# EXCERPT PROVIDED:
----------

The Bonegilla and Hellenic Slaw

The Bonegilla and Hellenic Slaw

What a business! In one of the most competitive dining areas in Australia, Jimmy Grants has a line out the door on a frosty Thursday night! The formula for success seems so obvious and it often is when it is so overwhelming.

There is something comforting about a souva. For years it was the equivalent of any other fast food aiding and abetting a drinker. Now it is the start of the night, taking me back to Santorini and a great souva bar called Obelisk. It is like I woke up one day and all of a sudden someone had revealed that traditional Greek is actually possible in Melbourne!

It is impossible not to compare to Gazi. In brief, Gazi is better. Hence the price point is lower and there is a more casual, in an out, vibe. However, I would not describe Jimmy Grants as a poorer cousin.

My “the Bonegilla” souva was eagerly anticipated and literally gobbled up in minutes. It is a good size, filled with a combination of chicken and melt-in-the-mouth lamb with mustard aioli, onions and parsley, but the stars after the lamb are the pita which is perfect and the golden seasoned chips. Catherine’s Nonna Maria is the same but just with chicken. I found the Hellenic slaw great for a few mouthfuls, but the chefs were too heavy handed with the mayo which made the next few mouthfuls more than enough.

----------

# EXTRACTED INFORMATION:

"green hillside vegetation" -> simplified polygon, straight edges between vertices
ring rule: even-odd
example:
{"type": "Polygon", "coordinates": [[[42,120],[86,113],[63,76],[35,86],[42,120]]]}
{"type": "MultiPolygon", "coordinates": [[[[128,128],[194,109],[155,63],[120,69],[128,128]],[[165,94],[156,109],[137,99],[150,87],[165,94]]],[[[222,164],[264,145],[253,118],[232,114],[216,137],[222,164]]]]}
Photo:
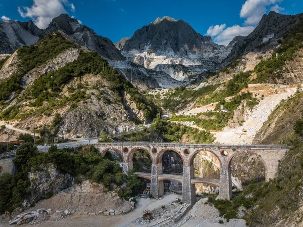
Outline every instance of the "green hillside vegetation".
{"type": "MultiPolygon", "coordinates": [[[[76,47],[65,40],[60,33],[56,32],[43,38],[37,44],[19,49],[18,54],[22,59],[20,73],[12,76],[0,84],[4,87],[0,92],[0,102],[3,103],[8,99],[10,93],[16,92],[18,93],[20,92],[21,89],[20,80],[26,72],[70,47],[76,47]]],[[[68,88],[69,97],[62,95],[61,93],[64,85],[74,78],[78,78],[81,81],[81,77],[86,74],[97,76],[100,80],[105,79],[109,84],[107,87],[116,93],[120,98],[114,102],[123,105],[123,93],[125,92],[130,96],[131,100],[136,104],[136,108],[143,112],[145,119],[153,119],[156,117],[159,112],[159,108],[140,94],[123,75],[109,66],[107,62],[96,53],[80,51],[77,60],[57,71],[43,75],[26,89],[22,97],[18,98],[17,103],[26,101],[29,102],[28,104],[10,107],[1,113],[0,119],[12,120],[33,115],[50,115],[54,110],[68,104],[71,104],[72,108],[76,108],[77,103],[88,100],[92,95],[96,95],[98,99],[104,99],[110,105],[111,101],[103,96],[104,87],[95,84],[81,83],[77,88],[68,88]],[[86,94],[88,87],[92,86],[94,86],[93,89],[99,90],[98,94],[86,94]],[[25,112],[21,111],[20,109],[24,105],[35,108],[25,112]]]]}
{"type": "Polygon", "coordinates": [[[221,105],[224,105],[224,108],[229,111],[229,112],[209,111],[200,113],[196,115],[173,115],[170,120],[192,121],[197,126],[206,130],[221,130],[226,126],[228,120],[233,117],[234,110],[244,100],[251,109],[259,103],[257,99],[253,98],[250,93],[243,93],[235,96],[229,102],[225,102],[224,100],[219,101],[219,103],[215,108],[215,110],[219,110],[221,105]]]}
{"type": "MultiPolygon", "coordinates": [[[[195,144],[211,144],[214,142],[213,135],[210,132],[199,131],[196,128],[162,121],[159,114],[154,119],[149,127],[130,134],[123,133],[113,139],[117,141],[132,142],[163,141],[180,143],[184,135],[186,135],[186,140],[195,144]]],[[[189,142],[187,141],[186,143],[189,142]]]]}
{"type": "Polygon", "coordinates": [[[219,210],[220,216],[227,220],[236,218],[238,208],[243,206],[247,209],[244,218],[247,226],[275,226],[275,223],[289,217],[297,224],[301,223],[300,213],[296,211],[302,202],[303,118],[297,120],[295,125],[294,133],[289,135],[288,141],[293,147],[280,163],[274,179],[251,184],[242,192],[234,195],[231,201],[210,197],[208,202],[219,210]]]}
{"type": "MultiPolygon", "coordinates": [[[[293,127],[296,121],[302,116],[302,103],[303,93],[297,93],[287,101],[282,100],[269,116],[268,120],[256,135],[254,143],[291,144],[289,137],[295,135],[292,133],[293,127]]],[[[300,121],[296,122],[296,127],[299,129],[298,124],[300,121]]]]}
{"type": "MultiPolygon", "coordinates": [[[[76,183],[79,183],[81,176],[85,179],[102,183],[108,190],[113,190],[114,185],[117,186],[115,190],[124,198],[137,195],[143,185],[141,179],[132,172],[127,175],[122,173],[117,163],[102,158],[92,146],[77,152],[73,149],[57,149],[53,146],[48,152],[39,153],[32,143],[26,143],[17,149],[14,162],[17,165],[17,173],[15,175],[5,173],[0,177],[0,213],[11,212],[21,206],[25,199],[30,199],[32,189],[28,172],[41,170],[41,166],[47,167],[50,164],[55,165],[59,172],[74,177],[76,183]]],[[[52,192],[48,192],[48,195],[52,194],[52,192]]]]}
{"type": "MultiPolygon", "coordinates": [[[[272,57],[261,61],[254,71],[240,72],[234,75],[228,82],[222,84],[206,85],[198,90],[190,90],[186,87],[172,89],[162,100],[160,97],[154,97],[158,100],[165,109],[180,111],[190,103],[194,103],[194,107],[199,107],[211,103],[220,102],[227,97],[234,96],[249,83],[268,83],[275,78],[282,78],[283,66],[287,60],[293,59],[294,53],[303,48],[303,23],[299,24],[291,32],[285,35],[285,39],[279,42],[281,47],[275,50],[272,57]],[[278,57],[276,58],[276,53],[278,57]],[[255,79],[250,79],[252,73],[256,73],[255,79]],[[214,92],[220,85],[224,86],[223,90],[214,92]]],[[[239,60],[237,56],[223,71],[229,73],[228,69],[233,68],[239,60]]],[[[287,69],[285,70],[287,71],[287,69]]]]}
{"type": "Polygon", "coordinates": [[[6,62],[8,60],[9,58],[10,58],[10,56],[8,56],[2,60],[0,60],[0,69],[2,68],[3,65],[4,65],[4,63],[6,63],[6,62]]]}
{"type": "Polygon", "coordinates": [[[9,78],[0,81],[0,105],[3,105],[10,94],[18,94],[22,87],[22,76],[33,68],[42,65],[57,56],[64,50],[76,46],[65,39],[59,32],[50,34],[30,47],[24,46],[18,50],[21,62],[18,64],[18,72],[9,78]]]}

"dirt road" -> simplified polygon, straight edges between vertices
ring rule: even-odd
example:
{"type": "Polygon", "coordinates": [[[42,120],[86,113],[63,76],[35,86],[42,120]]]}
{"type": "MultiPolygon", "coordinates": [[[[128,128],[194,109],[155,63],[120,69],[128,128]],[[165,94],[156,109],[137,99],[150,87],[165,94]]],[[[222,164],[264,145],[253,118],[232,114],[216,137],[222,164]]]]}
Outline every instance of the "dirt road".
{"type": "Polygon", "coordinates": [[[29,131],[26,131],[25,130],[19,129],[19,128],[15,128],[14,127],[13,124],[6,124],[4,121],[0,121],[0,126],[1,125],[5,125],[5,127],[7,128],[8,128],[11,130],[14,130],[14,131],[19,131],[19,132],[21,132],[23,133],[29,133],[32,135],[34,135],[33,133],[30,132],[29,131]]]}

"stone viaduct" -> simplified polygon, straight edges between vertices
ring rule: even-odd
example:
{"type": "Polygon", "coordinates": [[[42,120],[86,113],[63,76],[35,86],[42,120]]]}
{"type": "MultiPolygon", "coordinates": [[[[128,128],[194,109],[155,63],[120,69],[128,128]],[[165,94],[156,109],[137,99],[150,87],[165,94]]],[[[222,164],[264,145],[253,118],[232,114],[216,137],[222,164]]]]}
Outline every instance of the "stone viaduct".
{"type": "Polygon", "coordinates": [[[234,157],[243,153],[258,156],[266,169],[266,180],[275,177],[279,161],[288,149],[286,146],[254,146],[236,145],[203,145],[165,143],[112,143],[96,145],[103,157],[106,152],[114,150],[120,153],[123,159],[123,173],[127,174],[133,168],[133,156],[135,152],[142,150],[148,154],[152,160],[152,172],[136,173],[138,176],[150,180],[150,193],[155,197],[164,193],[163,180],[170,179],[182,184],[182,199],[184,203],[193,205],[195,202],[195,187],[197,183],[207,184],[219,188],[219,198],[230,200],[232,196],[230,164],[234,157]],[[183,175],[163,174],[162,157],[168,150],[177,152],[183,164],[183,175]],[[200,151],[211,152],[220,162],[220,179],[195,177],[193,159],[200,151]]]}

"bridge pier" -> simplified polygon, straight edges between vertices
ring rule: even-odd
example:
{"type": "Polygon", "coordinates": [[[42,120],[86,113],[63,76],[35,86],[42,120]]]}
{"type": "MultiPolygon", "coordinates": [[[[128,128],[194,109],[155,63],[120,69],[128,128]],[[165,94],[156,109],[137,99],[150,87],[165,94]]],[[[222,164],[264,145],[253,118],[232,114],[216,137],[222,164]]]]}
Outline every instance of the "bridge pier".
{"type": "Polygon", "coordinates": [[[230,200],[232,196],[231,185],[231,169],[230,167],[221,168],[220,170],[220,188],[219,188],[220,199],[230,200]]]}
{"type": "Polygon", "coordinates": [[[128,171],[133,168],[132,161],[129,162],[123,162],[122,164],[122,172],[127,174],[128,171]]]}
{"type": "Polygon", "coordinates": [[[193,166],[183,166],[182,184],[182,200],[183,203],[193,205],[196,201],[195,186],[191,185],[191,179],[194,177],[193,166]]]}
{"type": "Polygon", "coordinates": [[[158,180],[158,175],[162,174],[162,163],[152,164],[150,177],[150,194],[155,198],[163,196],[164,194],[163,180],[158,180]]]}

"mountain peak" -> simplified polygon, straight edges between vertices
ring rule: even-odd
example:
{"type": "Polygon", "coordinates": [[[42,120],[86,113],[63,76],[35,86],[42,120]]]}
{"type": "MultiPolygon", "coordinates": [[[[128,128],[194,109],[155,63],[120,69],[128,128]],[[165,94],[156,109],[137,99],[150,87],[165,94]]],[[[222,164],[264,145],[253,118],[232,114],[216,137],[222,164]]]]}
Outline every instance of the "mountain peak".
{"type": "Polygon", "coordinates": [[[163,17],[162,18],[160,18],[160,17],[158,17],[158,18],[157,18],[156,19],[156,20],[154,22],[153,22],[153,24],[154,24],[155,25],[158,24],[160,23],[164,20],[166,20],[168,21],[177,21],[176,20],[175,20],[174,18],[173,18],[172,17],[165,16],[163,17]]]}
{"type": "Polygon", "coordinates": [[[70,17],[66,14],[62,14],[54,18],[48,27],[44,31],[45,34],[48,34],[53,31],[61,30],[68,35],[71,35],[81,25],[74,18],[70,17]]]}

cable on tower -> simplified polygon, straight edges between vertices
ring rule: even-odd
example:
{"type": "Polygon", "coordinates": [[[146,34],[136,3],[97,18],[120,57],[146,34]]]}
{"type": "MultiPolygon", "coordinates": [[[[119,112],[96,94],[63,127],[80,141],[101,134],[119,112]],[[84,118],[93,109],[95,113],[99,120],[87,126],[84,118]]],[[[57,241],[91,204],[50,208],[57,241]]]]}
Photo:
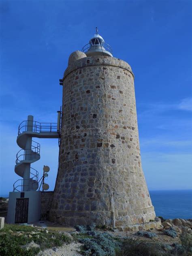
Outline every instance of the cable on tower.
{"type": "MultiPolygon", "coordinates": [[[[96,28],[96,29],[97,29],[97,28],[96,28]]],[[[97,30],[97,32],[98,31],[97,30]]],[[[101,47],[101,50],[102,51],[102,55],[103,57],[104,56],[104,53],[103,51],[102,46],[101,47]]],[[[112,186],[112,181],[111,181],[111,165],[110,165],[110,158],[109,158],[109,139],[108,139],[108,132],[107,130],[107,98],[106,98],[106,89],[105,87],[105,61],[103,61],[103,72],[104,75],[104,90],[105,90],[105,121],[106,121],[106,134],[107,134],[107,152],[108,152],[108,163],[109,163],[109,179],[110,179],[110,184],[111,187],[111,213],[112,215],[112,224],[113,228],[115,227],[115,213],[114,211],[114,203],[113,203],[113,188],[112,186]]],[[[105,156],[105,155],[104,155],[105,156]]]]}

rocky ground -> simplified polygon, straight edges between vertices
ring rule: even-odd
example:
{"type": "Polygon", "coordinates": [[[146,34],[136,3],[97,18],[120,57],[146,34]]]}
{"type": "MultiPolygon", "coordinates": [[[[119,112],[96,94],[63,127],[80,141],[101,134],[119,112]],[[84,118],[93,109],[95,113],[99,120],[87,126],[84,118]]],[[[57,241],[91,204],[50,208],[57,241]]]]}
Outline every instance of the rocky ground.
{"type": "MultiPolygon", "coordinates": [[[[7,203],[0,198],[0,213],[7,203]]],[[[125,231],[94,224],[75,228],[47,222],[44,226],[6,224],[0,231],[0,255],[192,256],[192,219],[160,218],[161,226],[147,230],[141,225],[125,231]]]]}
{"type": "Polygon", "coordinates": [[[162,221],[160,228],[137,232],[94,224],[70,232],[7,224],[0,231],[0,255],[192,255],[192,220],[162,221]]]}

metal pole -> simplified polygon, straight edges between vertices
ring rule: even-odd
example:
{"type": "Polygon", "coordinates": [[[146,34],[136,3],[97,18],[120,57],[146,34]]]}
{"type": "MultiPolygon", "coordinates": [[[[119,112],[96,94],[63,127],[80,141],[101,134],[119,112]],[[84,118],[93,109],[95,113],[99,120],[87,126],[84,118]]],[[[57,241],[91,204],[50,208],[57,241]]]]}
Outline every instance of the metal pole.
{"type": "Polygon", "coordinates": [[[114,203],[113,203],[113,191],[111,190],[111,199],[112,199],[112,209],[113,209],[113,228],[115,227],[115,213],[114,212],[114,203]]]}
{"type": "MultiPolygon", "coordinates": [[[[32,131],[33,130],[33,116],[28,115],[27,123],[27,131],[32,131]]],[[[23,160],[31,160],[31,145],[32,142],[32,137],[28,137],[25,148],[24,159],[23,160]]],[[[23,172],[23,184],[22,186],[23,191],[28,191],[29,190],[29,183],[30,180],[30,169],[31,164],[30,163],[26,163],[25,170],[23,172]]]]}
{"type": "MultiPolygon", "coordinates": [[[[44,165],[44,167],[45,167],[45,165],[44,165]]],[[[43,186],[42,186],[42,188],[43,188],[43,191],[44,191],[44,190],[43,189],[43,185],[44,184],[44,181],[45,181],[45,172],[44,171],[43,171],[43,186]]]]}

----------

# GIVEN PROBLEM 1:
In the Jimmy Grants review, what is the name of the souva bar in Santorini that the writer recalls?
# GIVEN PROBLEM 2:
Name every filling the Jimmy Grants review lists for the Bonegilla souva.
# GIVEN PROBLEM 3:
Carry on the Jimmy Grants review past its final sentence.
The entries are separate from the Jimmy Grants review and unrelated to it.

# EXERCISE OUTPUT 1:
Obelisk

# EXERCISE OUTPUT 2:
Chicken, lamb, mustard aioli, onions, parsley

# EXERCISE OUTPUT 3:
For a bit more of a group there is slow roasted lamb and chicken from the spit at reasonable prices. Seating, due to the popularity of this place, is at a premium but it is actually quite a reasonable space. You order from the bar, but only once you have a table (unless taking away), and there are a good selection of Greek beers to wash down the souva.

For dessert, we moved around the corner for ice cream at Messina Gelato which is a must try!

Jimmy Grants is also in the CBD and there is a pop up at 80 Collins Street along with Kong and St Ali. It feels much more akin to sister restaurants than your classic chain and is producing souva that I am addicted to!